— Short task —
Switch "Object labeling task" to "Image annotation task" everywhere it occurs in the lines below, and write all of the lines out again with nothing else changed.
═══ Record set ═══
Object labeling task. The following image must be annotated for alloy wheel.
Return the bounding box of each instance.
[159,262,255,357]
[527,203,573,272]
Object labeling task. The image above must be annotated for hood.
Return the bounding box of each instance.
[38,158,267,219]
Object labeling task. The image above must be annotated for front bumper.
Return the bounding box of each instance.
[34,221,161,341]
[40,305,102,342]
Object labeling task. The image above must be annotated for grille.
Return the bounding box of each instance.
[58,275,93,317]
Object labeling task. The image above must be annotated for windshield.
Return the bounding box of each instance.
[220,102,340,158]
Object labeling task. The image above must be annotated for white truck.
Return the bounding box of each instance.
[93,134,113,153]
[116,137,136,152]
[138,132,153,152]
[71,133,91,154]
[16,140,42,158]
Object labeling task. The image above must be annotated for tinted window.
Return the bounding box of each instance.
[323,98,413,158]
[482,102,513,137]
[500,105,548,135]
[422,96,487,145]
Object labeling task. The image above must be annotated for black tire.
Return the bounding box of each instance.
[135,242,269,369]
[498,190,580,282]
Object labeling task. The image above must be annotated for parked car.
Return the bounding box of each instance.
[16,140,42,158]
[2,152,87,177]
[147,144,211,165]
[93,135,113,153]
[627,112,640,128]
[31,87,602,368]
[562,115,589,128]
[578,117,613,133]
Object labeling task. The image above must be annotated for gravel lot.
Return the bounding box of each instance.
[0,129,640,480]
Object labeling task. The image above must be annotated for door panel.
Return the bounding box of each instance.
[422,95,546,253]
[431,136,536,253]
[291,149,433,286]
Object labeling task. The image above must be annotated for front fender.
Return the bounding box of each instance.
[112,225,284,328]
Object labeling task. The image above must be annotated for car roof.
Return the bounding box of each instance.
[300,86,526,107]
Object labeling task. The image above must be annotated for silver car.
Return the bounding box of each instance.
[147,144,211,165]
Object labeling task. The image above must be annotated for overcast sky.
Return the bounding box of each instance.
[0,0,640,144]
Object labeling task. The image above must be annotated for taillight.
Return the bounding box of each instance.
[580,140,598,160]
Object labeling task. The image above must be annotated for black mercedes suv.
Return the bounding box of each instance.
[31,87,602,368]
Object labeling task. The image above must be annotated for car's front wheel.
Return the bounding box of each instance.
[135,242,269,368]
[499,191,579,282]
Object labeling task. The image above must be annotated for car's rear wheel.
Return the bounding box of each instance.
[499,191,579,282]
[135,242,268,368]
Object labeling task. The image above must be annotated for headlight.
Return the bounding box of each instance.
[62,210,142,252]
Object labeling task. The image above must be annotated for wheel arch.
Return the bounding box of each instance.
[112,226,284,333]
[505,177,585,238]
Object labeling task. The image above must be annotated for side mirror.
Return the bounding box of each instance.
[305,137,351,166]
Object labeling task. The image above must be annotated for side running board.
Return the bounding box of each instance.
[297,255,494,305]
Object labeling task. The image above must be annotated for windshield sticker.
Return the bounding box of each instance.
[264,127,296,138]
═══
— Solution —
Image annotation task. The following image must be annotated for alloy wheel.
Return the bounding box of each instance.
[159,262,255,357]
[527,203,573,272]
Image annotation task. The image above must be annotated for hood.
Return the bounding box of each instance.
[38,158,267,219]
Image annotation task. The image above must be annotated for front bumper.
Return the bounding box of each instance.
[34,221,161,341]
[40,305,102,342]
Image annotation task. The image above must be annotated for grille.
Return the bounding box of each instance.
[58,275,93,317]
Image annotation task. The image above must be annotated for windshield.
Return the bounding box of each instance.
[220,102,340,158]
Image annotation task. The image above must be annotated for white truck.
Return the bounding box of each instance.
[93,134,113,153]
[116,137,136,152]
[138,132,153,152]
[71,133,91,154]
[16,140,42,158]
Image annotation task. The image above must be annotated for tinted window.
Return the bounding box of each instance.
[323,98,413,158]
[482,102,513,137]
[500,105,548,135]
[422,96,487,145]
Image annotation task. The image above must be annotated for black tire.
Return the bounding box of each instance.
[135,242,269,369]
[498,190,580,282]
Image annotation task. The image above must be annotated for parked car.
Return the bounding box of each instance.
[16,140,42,158]
[2,152,87,177]
[147,144,211,165]
[93,135,113,153]
[627,112,640,128]
[31,87,602,368]
[562,115,589,128]
[578,117,613,133]
Image annotation task. The image above must be annotated for gravel lot.
Return the bounding box of each instance.
[0,129,640,480]
Image annotation task. The image above must be annotated for door panel.
Return the bounding box of each instance.
[422,95,546,253]
[431,136,536,253]
[291,149,433,286]
Image annotation task. The image above must be annotated for front fender.
Return the bounding box of each instance.
[112,225,284,328]
Image annotation task. The image above must be annotated for car roof.
Return the bounding box of each instance.
[300,86,526,107]
Image annotation task. The image above must be annotated for silver car.
Return the bounding box of each instance.
[147,144,211,165]
Image annotation task. The image above must be annotated for overcast sky.
Return the bounding box of each instance.
[0,0,640,144]
Image annotation task. The image above must be annotated for taillight.
Return the bounding box of each instance.
[580,140,598,160]
Image annotation task. The image above must be annotated for black mercedes suv.
Return the bounding box of each instance.
[31,87,602,368]
Image annotation task. The image above must be annotated for car's front wheel.
Return the bounding box of each instance.
[135,242,269,368]
[499,191,579,282]
Image annotation task. The image above must be annotated for car's rear wheel.
Return the bounding box of each instance.
[499,191,579,282]
[135,242,268,368]
Image annotation task. The image above must be annotated for headlight.
Return the bounding box of each instance.
[62,210,142,252]
Image annotation task. The image above must be annotated for wheel arch.
Return the bounding box of each instance.
[112,226,284,333]
[505,177,585,238]
Image annotation task. The image above must be annotated for side mirror.
Return the bounding box of each instance.
[305,137,351,166]
Image annotation task. The image above must be annotated for side running board.
Return the bounding box of each instance.
[297,255,494,305]
Image annotation task. The image above must be annotated for windshield sticker.
Return the bounding box of each instance.
[264,127,296,138]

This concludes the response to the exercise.